[THE DATA]

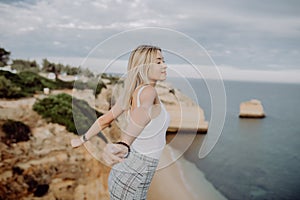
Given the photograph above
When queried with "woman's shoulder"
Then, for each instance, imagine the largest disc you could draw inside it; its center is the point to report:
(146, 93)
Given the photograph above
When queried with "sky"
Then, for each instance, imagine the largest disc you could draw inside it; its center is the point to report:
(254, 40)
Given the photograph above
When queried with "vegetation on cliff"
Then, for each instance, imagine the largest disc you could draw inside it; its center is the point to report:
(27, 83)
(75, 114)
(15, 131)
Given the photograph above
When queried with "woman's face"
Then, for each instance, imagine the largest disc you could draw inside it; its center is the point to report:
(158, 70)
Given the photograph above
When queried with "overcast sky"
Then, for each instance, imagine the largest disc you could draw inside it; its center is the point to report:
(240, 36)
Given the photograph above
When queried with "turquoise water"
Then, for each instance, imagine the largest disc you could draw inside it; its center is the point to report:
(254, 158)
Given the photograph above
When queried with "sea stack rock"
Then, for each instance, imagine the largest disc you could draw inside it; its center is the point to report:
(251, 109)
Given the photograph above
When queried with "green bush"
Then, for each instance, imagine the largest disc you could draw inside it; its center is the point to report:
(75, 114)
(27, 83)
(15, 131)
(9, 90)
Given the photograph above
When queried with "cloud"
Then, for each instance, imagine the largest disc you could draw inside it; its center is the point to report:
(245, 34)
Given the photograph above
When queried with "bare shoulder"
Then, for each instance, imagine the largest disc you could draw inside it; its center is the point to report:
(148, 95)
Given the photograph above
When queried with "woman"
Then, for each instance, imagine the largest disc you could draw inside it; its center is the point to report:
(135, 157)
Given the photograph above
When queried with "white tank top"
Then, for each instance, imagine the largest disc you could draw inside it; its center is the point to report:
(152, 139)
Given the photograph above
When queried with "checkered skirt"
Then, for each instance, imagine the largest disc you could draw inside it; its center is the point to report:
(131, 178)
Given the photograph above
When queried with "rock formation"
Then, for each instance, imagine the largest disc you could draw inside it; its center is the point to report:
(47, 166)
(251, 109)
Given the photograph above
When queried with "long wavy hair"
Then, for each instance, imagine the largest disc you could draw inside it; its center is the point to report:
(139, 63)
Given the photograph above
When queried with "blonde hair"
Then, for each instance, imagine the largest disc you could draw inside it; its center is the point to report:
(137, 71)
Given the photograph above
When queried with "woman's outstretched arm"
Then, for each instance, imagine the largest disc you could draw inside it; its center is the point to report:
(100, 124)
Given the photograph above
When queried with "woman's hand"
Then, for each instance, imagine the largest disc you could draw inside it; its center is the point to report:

[/THE DATA]

* _ASSIGNMENT_:
Your copy should match every record exactly and contain no pictures.

* _SOLUTION_:
Given the photograph above
When queried with "woman's shoulder"
Then, for each instance, imagine the largest disc you could draw inside it; its center is the point to report:
(146, 93)
Given the photograph above
When queried with "sky"
Then, for each instance, imagine the largest disc you could draw inside it; its center is the point to report:
(254, 40)
Given the photograph above
When queried with "vegetation on cliff"
Then, for each instance, imagine the largest disc you could draw inside it; its center is the point to report:
(27, 83)
(75, 114)
(15, 131)
Given the photograph above
When queried with "woman's face"
Then, for each instance, imagine the largest disc you could draw inside it; its center is the point to report:
(158, 70)
Given the photograph above
When queried with "overcast sky"
Then, for each instance, imagine the largest disc you could draw inside it; its center is the point to report:
(240, 36)
Given the photograph above
When queried with "turquoise water"
Then, for each instance, imagine the largest disc you could draw inside it; its center is the point to report:
(254, 158)
Given the photograph above
When queried with "sea stack rock"
Then, for each instance, imagine the largest disc you could draw inside it; its center is the point to report:
(251, 109)
Given the photograph above
When queried with "green bush"
Then, for each instance, imagine the largest disc you could draw inside it; its center is the point to report:
(75, 114)
(27, 83)
(15, 131)
(9, 90)
Given the photograph above
When queried with "cloud"
Then, for each instance, imagine the largest disc you could draw inside it; its center is the point to report:
(245, 34)
Given the photograph above
When queried with "bare shoulder"
Then, for each instance, imagine the largest disc you could draw inside it; its center is the point to report:
(148, 95)
Given the photograph above
When queried with "woman"
Then, for each instance, imagine the largest disc you could draw inside it; its center is the point to report:
(135, 157)
Given the photograph above
When queried with "white tank top"
Then, for each instance, imagine the largest disc you could draw inside it; its center is the point to report:
(152, 139)
Given the photograph above
When queried with "checkered skirt"
Then, for each instance, imagine the largest disc you could draw inside it; its center is the point to report:
(131, 178)
Given the photograph above
When queried with "rock formation"
Then, for each instance, imagine the largest disc you could draw inside it; its center is the point to report:
(47, 166)
(251, 109)
Given the photograph above
When queried with "long wavy hair"
Then, for each instance, imagine the largest disc you could draw inside it; its center is the point to report:
(139, 63)
Given the photograph above
When queried with "blonde hair"
Then, for each instance, imagine the largest disc you could draw inside it; its center is the point to report:
(137, 71)
Given the photograph above
When queried with "woman's outstretched arm"
Then, for each instance, imagine the largest disc you could draw inside it; its center is the point to report:
(100, 124)
Given the photograph above
When queried with "woman's hand"
Then, for each instance, imagine the largest disc you could draw inside it; its center is the point to report:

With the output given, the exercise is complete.